_WHAT YOU ARE ASKED TO DO:_
Counting task for the entries below: give the number of lines that contain the word "fireplace", with no other text.

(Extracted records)

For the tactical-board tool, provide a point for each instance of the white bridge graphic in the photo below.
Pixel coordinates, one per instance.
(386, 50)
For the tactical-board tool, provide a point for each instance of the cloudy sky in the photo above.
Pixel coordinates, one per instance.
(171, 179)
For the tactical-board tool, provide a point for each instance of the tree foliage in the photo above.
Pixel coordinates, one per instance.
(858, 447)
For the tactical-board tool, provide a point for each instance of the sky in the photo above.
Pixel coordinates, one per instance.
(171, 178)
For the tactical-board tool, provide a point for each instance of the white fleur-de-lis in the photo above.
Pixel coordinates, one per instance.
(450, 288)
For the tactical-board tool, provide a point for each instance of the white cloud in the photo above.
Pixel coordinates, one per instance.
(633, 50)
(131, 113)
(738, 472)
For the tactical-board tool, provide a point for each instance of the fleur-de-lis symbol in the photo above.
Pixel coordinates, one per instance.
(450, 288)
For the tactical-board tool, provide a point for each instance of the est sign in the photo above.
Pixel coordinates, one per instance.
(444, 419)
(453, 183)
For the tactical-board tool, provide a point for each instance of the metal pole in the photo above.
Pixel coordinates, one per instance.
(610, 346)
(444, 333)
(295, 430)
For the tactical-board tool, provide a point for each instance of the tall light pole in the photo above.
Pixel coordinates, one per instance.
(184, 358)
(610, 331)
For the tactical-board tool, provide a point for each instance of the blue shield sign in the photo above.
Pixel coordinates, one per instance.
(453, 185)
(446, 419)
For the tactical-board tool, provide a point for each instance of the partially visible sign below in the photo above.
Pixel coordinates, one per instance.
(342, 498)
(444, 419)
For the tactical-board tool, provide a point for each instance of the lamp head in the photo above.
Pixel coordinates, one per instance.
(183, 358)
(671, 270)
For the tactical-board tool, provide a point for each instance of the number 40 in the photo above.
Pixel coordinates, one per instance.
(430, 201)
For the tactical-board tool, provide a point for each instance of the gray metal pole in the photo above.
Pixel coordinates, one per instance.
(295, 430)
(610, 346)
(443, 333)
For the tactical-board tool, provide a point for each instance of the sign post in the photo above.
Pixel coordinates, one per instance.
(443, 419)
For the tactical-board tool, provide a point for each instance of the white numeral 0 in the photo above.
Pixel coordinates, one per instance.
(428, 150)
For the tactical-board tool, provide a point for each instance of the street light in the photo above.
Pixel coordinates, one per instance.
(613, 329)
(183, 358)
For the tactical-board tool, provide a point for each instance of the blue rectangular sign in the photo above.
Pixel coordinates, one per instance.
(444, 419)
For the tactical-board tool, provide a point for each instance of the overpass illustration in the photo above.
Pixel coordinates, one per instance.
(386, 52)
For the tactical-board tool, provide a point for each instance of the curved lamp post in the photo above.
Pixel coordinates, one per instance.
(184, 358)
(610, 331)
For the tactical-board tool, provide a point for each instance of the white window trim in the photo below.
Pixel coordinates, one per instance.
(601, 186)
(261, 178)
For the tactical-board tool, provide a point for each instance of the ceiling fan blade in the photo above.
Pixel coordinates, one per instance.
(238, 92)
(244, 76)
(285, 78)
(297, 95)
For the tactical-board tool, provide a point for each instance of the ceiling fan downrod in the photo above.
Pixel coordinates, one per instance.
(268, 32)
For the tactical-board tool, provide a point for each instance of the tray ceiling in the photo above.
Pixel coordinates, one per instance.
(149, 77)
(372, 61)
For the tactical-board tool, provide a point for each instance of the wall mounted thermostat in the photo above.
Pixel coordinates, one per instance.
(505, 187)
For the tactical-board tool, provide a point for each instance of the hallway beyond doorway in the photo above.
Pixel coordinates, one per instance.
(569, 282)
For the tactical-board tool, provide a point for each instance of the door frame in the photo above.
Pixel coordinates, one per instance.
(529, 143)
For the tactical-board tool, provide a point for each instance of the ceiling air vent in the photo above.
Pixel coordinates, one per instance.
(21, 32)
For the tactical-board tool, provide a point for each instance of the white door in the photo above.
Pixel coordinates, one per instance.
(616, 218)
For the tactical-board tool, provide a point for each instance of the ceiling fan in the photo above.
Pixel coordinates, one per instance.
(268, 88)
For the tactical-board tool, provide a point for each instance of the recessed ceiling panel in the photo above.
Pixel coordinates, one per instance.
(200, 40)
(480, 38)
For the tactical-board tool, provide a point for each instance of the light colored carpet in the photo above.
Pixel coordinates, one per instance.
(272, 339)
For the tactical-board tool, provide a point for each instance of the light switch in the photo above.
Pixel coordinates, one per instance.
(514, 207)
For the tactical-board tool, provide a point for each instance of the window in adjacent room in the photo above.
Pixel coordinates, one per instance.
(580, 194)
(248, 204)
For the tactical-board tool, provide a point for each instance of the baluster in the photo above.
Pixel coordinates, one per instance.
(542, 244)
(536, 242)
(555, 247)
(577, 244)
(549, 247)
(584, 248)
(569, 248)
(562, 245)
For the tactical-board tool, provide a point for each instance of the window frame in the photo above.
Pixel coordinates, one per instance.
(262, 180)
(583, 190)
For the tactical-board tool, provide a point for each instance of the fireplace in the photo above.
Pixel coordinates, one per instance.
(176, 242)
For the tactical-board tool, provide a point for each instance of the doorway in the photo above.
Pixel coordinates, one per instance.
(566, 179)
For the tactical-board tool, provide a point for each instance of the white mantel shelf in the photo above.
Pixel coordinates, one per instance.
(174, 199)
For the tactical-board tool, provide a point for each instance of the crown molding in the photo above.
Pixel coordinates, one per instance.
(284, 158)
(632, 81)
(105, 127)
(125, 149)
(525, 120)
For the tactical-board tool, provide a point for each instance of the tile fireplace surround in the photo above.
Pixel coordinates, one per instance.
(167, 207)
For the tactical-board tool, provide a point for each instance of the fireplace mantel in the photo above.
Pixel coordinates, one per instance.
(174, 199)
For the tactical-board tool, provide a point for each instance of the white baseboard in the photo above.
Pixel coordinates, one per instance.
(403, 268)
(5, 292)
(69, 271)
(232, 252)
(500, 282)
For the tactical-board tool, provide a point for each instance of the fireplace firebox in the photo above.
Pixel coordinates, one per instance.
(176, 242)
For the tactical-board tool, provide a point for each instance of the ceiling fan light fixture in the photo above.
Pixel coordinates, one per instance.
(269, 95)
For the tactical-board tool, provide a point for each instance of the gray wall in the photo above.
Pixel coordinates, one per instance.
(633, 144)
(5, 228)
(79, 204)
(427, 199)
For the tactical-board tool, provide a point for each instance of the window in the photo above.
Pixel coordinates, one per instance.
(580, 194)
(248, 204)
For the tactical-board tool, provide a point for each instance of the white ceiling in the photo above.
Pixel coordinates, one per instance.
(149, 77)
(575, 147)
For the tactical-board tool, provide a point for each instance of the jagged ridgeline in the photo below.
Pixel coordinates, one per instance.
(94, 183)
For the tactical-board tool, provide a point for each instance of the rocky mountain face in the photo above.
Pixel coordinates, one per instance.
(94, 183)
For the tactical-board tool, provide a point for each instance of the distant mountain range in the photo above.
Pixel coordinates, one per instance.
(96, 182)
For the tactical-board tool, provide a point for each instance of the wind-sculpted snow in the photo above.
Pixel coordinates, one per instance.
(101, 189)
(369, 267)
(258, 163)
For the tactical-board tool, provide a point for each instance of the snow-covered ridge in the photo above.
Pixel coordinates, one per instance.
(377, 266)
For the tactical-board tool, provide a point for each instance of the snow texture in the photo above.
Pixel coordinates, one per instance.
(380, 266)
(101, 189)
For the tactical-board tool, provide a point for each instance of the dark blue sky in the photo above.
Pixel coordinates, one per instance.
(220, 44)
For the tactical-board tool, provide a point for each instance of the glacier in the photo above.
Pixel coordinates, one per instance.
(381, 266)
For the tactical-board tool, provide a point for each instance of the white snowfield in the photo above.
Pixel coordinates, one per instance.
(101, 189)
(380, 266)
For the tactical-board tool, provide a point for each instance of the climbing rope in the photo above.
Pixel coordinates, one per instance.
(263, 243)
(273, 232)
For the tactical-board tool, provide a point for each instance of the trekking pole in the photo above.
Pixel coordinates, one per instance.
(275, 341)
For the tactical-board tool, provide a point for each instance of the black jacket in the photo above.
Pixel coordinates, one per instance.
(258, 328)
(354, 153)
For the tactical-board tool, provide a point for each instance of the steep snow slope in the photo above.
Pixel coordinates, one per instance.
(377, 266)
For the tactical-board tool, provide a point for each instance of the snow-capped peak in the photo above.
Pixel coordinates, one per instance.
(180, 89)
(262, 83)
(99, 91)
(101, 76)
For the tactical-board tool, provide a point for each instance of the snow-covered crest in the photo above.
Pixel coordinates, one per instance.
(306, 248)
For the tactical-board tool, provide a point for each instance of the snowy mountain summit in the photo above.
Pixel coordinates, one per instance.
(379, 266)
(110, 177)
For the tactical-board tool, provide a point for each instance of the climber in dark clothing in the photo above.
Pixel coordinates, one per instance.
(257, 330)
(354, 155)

_EXERCISE RESULT:_
4